### Task description
Reproduce every line of the records below word for word, leaving out the pictures.
* * * * * * * * *
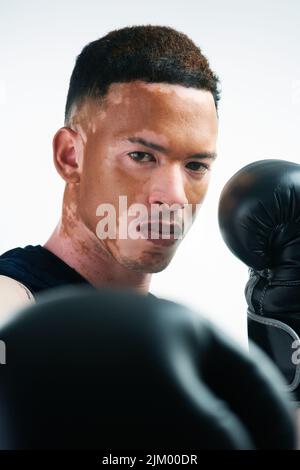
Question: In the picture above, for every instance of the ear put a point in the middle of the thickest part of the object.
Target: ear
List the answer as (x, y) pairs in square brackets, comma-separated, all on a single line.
[(67, 154)]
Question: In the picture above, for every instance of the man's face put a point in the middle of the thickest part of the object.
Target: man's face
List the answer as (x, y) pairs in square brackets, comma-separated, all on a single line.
[(181, 122)]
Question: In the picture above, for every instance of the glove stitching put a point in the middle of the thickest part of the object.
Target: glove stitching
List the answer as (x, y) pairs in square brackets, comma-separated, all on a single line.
[(287, 329)]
* * * * * * * * *
### The reply
Question: In the picture above, for every instance of the ear put a point in the middle of the thickest part of the object.
Target: ear
List the answer as (x, y) pairs in square brackets, comma-separated, all on a single line.
[(67, 154)]
Question: In the picture above, for every instance of the man's face put a point in the middle of the thickest part of the object.
Target: man's face
List the answer as (x, y) pairs in square brackets, comma-separated, all on a single line.
[(181, 122)]
Question: In the picture above, for every instance of the glove stitching put a point in the middle of the thickest part of the object.
Target: glove stitching
List the answer as (x, y) pairs in square brackets, comma-separated, all on a single line.
[(287, 329)]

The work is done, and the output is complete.